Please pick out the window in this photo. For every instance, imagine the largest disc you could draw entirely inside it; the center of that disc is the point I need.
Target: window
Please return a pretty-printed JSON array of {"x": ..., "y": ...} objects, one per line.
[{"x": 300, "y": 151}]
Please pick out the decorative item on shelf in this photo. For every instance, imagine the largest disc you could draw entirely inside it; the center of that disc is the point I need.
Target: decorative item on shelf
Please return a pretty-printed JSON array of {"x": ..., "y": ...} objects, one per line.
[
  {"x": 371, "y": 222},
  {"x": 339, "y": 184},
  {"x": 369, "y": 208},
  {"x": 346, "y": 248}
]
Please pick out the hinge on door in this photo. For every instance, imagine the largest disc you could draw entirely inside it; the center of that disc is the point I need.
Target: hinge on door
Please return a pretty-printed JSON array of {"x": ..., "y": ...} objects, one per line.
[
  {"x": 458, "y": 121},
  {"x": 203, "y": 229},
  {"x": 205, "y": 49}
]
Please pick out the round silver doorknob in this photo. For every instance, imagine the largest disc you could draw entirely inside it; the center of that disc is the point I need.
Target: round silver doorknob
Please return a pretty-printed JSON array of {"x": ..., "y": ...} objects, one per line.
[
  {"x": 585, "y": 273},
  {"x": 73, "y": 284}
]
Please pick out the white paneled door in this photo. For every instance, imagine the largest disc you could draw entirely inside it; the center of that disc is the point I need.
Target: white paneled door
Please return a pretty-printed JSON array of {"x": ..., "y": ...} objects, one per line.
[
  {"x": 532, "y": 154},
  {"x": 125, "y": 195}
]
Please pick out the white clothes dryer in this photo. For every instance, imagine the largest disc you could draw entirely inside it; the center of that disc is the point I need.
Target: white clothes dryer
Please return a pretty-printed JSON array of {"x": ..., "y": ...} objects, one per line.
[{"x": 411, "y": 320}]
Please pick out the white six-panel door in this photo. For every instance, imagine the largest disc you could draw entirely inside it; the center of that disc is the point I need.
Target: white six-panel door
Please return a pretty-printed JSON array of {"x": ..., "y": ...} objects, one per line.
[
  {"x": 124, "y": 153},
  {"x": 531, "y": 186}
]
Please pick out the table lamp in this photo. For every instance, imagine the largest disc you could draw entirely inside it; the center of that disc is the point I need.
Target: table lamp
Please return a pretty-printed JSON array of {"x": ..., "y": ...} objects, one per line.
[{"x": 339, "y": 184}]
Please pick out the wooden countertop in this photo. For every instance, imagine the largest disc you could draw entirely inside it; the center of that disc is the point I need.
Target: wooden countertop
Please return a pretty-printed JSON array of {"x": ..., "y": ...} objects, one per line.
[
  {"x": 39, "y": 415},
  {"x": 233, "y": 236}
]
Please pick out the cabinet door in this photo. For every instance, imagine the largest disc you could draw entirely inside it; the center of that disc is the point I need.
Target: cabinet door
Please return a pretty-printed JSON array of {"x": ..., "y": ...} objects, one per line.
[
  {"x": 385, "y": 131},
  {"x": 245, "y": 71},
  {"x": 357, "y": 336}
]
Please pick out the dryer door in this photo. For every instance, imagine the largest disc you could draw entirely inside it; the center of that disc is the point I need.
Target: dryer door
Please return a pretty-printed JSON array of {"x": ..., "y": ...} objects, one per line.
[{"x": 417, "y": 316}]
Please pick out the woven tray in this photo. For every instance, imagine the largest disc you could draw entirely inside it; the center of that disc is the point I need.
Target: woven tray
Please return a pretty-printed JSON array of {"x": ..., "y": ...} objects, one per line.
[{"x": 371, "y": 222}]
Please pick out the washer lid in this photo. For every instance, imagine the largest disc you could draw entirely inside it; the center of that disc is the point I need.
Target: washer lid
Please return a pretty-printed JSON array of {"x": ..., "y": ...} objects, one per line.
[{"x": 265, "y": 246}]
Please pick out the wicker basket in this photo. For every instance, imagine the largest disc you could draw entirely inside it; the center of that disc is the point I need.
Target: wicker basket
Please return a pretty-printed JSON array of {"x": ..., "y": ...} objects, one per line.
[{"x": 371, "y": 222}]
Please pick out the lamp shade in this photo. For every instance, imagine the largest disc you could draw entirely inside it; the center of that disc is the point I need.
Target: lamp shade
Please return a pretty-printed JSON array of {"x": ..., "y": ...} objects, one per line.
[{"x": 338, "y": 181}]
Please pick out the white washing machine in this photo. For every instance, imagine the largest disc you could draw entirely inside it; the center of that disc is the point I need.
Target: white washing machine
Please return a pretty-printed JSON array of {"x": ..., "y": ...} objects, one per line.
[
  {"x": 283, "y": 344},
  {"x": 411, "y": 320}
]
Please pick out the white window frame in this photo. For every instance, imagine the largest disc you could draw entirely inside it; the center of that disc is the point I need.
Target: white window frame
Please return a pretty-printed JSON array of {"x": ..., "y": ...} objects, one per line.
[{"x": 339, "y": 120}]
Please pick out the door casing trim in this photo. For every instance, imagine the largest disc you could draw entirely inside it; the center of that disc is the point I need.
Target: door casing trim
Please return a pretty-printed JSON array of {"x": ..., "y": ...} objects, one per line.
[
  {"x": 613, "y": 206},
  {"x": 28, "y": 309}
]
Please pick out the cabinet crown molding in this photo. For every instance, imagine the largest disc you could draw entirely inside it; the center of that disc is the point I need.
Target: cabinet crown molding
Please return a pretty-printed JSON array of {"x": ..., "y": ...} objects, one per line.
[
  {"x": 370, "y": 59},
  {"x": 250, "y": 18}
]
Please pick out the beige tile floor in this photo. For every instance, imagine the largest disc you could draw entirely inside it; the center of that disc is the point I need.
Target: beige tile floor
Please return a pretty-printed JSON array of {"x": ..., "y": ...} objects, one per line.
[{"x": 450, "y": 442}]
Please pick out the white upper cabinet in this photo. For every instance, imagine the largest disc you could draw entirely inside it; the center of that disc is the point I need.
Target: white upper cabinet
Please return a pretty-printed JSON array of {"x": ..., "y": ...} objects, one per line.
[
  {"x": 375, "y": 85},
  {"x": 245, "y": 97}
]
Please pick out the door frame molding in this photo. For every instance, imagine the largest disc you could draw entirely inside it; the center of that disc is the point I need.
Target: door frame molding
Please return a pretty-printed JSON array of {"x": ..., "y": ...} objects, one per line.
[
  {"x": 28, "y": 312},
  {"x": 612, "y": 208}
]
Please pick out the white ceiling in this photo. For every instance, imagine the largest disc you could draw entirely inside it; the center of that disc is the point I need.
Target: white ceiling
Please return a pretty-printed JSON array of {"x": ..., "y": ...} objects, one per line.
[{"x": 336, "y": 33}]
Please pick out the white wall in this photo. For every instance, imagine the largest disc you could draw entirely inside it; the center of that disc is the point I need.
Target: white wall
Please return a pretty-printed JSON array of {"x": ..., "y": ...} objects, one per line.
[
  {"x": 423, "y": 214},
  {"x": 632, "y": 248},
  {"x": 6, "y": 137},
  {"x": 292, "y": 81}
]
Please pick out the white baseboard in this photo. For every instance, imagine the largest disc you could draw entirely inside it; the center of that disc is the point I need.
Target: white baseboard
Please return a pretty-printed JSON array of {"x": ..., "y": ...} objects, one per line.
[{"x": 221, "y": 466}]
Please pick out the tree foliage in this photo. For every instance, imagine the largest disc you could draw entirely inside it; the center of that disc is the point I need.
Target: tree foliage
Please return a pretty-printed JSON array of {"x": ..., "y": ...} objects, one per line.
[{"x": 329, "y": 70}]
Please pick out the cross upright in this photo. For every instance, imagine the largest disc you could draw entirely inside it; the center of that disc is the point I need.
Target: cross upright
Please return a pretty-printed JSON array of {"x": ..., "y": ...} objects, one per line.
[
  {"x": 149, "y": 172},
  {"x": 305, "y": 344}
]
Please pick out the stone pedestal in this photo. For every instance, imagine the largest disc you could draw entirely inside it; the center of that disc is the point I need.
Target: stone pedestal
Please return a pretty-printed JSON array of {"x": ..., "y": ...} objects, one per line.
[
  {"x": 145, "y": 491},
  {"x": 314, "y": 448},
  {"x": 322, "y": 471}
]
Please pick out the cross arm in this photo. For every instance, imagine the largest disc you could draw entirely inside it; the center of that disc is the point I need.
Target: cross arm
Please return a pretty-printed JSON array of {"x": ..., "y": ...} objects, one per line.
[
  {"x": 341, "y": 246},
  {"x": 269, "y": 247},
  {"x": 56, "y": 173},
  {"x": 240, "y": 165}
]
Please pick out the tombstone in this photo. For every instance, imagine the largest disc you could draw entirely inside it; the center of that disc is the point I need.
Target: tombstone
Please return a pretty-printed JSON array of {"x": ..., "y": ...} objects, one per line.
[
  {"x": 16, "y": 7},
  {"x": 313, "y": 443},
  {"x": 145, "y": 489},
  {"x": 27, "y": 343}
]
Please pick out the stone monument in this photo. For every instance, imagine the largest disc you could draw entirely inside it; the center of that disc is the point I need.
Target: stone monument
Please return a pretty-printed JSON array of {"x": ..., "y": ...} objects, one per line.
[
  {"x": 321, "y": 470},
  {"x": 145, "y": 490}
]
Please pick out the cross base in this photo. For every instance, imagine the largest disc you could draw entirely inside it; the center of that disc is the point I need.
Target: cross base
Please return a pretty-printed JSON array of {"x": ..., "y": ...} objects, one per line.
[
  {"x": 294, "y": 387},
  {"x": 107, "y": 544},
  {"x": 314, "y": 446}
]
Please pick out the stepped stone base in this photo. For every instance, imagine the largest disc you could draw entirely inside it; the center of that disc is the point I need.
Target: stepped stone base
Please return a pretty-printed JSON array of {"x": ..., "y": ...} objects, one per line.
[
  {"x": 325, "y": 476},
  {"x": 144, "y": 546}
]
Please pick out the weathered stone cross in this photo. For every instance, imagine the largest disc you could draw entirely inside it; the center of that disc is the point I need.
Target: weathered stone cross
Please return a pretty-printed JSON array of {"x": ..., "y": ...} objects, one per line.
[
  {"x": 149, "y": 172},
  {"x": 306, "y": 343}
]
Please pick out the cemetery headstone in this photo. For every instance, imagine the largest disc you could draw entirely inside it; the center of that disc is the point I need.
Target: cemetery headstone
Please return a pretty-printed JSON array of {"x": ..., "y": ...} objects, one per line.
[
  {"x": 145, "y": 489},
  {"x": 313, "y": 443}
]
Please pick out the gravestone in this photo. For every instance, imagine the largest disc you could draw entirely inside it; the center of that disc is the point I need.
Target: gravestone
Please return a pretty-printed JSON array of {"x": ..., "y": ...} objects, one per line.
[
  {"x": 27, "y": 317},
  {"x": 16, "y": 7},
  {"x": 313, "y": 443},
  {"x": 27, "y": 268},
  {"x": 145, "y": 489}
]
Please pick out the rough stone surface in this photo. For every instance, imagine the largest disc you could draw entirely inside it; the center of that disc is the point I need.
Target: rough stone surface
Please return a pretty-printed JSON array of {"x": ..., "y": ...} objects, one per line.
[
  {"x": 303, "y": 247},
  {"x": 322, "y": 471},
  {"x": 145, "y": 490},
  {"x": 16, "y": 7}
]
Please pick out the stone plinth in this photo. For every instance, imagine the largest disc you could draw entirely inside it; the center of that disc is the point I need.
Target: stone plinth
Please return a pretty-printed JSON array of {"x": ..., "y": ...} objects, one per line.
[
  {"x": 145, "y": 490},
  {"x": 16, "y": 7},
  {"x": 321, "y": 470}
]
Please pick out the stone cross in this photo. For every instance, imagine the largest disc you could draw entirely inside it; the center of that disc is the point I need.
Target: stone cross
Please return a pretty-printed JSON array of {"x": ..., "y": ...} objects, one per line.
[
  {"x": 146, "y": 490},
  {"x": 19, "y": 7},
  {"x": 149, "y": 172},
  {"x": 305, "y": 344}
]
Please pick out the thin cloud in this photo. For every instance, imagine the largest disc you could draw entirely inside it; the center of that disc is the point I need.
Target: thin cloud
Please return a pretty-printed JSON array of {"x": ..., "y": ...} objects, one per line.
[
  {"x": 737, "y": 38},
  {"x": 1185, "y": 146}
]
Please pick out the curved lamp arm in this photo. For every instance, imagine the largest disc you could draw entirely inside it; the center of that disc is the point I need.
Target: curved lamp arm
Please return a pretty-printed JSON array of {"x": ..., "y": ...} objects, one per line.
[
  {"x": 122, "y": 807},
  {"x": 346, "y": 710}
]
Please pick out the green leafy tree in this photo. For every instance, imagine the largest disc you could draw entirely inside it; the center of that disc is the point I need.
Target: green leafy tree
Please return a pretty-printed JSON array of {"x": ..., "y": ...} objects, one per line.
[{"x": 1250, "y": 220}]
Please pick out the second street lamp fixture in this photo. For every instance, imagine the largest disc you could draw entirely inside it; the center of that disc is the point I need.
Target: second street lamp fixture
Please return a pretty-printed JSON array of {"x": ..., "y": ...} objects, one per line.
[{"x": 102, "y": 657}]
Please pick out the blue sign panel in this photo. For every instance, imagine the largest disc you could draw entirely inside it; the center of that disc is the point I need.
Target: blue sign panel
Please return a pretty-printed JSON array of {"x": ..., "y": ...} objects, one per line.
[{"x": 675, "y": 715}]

* * * *

## Prompt
Repeat exactly, and only, the lines from the line containing "Please pick out the stone cross" through the last line of the records above, both included.

## Result of the task
Please pick out the stone cross in this photo. For every instance, imagine the largest disc you could draw entirely inside it; the center of that disc is the point I need.
Target: stone cross
Please return a pretty-printed JSON array of {"x": ..., "y": ...} objects, one per line.
[
  {"x": 146, "y": 490},
  {"x": 19, "y": 7},
  {"x": 149, "y": 172},
  {"x": 305, "y": 344}
]
Please pick out the thin cloud in this photo. For every instance, imagine the largest disc you could draw entirely inside it; the center of that disc is the point I need.
Target: thin cloud
Please return a pretty-printed JSON array of {"x": ..., "y": ...} objects, one per line.
[
  {"x": 737, "y": 38},
  {"x": 1185, "y": 146}
]
Please pick out the curved lamp arm in this photo. For every instance, imagine the largest disc you could draw entirely inside it; the center of that disc is the point I need.
Target: curved lamp arm
Please return a pretty-printed JSON array of {"x": ..., "y": ...} objects, one per line.
[
  {"x": 122, "y": 807},
  {"x": 346, "y": 710}
]
Please pick out the green leafy tree in this photo. For every instance, imagine the largest disc you could draw entirely inside it; the center of that disc is the point I need.
Target: green leafy tree
Please return a pretty-printed JSON array of {"x": ..., "y": ...} objects, one per line.
[{"x": 1250, "y": 220}]
Please pick out the second street lamp fixture in this photo. For every instance, imagine the largest disc you could draw entirely inside it; the center of that disc is the point I need.
Target: second street lamp fixture
Please return a pretty-printed JSON array of {"x": ..., "y": ...} objects, one per line.
[{"x": 102, "y": 657}]
Please pick out the blue sign panel in this photo. For every instance, imagine the largest disc you could draw entirely inside it; the center of that disc is the point I need.
Target: blue sign panel
Please return a pretty-printed JSON array of {"x": ..., "y": ...} objects, one per line.
[{"x": 675, "y": 715}]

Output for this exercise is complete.